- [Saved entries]
# # # # # # #

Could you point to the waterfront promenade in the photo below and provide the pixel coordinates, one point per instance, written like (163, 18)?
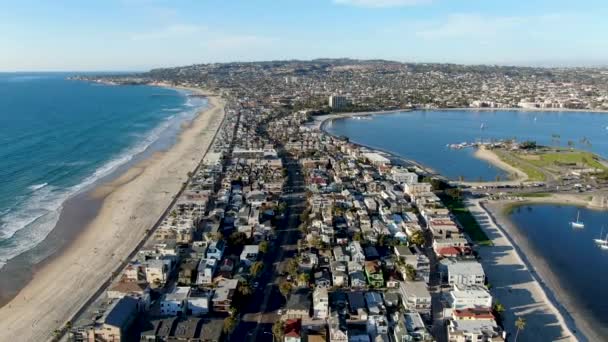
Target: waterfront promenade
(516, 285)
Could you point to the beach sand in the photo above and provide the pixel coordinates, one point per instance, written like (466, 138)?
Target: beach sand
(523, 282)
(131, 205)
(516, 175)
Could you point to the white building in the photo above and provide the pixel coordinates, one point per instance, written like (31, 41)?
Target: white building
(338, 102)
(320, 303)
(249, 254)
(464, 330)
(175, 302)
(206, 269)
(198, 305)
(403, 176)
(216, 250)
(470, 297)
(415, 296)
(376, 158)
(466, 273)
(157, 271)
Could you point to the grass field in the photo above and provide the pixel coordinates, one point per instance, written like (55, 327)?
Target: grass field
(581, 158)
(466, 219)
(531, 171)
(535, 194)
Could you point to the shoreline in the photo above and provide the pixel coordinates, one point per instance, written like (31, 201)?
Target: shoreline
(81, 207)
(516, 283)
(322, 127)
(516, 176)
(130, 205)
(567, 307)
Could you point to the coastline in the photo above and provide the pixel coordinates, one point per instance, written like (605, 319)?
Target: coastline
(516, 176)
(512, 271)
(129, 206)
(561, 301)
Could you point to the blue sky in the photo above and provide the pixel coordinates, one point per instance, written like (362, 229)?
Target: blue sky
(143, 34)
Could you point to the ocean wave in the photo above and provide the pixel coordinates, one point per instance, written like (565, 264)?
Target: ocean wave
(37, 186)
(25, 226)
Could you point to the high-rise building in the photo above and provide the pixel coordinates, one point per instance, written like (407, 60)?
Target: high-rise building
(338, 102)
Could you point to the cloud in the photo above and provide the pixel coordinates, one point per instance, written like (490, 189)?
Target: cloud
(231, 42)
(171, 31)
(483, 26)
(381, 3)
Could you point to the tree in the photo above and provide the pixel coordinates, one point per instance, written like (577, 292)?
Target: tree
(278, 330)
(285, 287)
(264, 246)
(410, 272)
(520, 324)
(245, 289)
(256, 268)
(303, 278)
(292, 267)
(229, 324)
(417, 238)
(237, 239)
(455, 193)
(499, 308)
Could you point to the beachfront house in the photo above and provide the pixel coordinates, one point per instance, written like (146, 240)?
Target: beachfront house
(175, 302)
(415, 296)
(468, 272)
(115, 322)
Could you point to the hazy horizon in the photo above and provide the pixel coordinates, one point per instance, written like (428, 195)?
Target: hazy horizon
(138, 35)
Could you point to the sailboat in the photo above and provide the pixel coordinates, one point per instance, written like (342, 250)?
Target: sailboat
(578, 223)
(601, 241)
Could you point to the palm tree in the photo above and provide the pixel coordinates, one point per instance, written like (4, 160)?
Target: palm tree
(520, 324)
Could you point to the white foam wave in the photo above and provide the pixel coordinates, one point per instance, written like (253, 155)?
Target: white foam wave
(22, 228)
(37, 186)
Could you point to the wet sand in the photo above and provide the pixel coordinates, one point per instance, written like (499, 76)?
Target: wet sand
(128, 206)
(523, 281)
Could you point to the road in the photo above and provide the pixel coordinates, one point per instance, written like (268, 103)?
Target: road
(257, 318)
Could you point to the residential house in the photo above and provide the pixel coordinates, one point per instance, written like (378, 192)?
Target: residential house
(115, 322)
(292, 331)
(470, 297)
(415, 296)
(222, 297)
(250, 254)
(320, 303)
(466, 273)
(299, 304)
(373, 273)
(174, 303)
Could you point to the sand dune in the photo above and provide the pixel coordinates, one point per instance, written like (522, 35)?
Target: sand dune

# # # # # # #

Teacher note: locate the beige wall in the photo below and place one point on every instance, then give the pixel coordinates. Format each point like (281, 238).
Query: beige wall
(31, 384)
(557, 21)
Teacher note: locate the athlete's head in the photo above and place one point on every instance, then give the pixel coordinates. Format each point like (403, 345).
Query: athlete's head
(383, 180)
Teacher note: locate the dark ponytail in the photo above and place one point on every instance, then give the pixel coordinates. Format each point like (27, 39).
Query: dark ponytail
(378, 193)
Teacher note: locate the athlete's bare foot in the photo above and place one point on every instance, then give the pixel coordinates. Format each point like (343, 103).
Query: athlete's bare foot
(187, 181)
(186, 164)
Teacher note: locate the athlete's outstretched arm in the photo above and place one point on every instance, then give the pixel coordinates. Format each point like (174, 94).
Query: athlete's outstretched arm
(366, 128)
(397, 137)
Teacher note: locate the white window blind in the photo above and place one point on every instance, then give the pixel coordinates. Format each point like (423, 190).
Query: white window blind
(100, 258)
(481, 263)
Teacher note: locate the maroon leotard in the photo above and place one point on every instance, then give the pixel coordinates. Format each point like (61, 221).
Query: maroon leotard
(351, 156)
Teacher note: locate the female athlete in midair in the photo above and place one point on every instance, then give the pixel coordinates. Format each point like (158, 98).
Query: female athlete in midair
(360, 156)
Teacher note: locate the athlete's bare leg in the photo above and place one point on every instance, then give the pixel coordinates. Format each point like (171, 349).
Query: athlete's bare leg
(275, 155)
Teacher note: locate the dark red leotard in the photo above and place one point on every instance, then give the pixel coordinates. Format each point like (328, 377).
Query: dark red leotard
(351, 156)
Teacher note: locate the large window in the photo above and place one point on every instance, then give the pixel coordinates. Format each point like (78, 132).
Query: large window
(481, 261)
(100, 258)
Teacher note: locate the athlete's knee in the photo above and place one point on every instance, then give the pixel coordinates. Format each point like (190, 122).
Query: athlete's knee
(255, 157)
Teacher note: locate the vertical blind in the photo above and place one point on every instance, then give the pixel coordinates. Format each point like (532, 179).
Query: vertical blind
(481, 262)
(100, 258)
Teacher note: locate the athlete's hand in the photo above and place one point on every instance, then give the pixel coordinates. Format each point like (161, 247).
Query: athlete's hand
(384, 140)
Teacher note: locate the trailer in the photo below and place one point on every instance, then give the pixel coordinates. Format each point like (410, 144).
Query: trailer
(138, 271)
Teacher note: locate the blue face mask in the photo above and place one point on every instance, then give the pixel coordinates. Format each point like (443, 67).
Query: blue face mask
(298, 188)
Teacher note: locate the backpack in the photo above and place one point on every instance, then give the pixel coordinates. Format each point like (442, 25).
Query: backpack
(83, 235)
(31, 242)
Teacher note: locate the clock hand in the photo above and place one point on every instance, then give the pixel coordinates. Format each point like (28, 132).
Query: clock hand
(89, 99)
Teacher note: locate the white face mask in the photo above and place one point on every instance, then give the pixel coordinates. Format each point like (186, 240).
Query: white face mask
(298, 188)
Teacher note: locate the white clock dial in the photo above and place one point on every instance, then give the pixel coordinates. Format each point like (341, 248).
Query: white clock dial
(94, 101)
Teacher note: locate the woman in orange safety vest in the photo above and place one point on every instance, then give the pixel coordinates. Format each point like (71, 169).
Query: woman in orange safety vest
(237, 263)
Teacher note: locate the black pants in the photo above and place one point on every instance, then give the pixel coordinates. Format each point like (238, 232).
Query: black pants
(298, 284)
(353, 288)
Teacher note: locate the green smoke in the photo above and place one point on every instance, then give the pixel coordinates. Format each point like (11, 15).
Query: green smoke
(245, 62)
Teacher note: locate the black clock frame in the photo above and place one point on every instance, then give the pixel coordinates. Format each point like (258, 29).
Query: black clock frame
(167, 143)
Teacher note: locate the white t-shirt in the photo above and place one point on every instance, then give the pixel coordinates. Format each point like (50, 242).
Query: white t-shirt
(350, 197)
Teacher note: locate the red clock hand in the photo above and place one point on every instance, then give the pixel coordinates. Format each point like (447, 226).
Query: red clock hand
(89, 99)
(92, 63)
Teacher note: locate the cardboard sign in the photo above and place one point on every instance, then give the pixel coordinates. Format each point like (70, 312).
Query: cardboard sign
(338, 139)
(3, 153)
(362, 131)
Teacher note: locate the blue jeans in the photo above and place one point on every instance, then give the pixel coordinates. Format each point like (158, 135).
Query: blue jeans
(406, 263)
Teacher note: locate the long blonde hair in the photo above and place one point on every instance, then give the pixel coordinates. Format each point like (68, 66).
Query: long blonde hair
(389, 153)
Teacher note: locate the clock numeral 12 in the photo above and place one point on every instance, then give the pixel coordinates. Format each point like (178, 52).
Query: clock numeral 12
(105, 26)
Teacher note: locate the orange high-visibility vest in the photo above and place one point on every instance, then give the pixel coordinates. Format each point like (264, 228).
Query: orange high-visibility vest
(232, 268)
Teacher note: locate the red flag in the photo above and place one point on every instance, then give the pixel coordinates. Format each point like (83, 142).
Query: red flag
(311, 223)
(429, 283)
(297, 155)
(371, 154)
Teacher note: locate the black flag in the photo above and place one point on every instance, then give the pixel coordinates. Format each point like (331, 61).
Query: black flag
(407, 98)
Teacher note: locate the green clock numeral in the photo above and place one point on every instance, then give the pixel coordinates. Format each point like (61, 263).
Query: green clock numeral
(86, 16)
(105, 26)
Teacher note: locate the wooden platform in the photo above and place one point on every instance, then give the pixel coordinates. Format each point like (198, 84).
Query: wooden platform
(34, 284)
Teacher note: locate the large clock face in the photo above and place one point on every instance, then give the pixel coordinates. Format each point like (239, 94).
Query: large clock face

# # # # # # #

- [What is needed] Extract all lines from the data in which "below" is found.

- [Solution]
Could you point to the waterfront promenade in the photo below and provide the pixel coordinates, one point per instance, written like (163, 18)?
Teacher note: locate the beige wall in the photo below and place one point on every instance, then give the pixel coordinates. Format each point like (281, 238).
Teacher note: locate the trailer in the photo below and place one point on every instance, then give the pixel coordinates. Format each point like (410, 144).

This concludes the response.